== Work to complete ==
All the data beneath this line is to be reproduced exactly.

== Study material ==
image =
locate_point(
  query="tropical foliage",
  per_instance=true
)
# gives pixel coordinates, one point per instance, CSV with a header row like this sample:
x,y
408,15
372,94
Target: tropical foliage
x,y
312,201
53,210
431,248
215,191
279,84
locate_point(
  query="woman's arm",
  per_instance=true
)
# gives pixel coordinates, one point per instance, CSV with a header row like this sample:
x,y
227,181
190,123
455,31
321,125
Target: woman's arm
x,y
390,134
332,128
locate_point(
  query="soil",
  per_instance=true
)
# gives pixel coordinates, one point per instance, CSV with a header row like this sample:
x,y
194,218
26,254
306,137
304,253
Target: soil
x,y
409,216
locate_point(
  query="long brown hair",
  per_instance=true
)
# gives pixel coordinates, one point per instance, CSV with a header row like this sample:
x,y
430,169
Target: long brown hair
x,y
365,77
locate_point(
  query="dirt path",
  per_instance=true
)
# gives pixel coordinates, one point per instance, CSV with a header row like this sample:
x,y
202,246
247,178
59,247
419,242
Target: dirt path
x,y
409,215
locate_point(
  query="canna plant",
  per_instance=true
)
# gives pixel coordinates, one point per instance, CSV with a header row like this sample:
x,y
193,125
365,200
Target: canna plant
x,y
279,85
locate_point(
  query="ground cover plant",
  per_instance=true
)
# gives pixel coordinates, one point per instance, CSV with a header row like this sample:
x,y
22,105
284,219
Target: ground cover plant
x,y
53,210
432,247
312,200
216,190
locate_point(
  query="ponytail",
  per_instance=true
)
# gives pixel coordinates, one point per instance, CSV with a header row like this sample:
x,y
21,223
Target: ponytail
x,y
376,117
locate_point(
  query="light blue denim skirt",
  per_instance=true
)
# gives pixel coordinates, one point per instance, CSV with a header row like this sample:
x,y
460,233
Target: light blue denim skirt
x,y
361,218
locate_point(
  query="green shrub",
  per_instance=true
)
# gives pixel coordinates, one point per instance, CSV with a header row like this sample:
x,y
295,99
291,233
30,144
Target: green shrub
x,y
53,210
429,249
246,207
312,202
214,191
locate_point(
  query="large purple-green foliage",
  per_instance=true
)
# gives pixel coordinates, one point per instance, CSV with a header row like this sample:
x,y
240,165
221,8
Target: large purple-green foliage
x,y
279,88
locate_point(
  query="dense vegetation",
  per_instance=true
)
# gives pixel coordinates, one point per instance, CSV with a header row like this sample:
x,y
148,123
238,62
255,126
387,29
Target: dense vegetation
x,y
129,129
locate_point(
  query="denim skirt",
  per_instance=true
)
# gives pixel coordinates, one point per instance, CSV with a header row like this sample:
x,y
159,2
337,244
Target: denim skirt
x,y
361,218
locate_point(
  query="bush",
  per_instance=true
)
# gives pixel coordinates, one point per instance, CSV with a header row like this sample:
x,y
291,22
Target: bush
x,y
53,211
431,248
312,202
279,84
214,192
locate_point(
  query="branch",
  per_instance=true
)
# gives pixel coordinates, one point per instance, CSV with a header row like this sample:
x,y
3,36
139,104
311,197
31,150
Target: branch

== Answer space ==
image =
locate_point(
  query="tropical foliage",
  per_instance=true
)
# gives pixel coordinates, one point per instance, CSV with a header row like this sample:
x,y
408,15
372,94
Target: tropical foliage
x,y
312,201
53,210
431,248
215,191
279,84
locate_point(
  query="woman's arm",
  per_instance=true
)
# gives pixel coordinates, one point per instance, CSV with a header row like this sample:
x,y
227,181
190,123
455,31
321,125
Target: woman's arm
x,y
390,134
332,128
locate_point(
  query="soil",
  per_instance=true
)
# gives pixel coordinates, one point per instance, CSV with a header row like this sample:
x,y
194,218
26,254
306,137
304,253
Target: soil
x,y
409,216
locate_point(
  query="long brown hair",
  per_instance=true
)
# gives pixel coordinates, one point per instance, CSV with a header row like this sample:
x,y
430,169
Target: long brown hair
x,y
365,77
locate_point(
  query="dirt path",
  per_instance=true
)
# gives pixel coordinates, one point per instance, CSV with a header row like this sample:
x,y
202,246
247,178
59,247
419,242
Target: dirt path
x,y
409,215
locate_point(
  query="canna plant",
  per_instance=true
)
# gives pixel coordinates, one point per instance, CSV with a header row like this sample:
x,y
193,125
365,200
Target: canna plant
x,y
279,85
locate_point(
  query="ground cover plant",
  per_instance=true
)
# gives pixel coordinates, one point per instance, CSV with a header row like this sample:
x,y
22,105
284,219
Target: ground cover plant
x,y
53,210
432,247
312,200
216,190
locate_point(
  query="ponytail",
  per_instance=true
)
# gives pixel coordinates, one point per instance, CSV with a header row like this sample:
x,y
21,223
Target: ponytail
x,y
376,117
locate_point(
  query="light blue denim skirt",
  per_instance=true
)
# gives pixel coordinates, one point per instance, CSV with a header row like this sample:
x,y
460,233
Target: light blue denim skirt
x,y
361,218
locate_point(
  query="green shrub",
  per_instance=true
)
# gives pixel coordinates, one point per instance, CSV with a header row like this sample:
x,y
295,99
291,233
30,144
Target: green shrub
x,y
53,210
429,249
246,207
312,202
214,191
locate_point(
  query="large purple-green foliage",
  per_instance=true
)
# gives pixel coordinates, one point per instance, CSV with a header row like this sample:
x,y
240,165
221,8
Target: large purple-green foliage
x,y
279,88
locate_point(
  query="dense vegetation",
  per_instance=true
)
# gives pixel coordinates, one point per instance, CSV with a header row like this sample:
x,y
148,123
238,62
255,126
387,29
Target: dense vegetation
x,y
129,129
locate_point(
  query="denim skirt",
  per_instance=true
)
# gives pixel coordinates, one point per instance, CSV with a header row like this sample:
x,y
159,2
337,244
Target: denim skirt
x,y
361,218
locate_point(
  query="bush",
  per_instance=true
)
# gives pixel coordinates, one point per instance, CSV with a header row like this sample:
x,y
291,22
Target: bush
x,y
53,211
431,248
312,202
279,84
214,192
locate_point(
  query="branch",
  per_instance=true
)
# gives pixel coordinates, one point per instance, CSV with a header row like this sample:
x,y
3,36
139,104
311,197
31,150
Target: branch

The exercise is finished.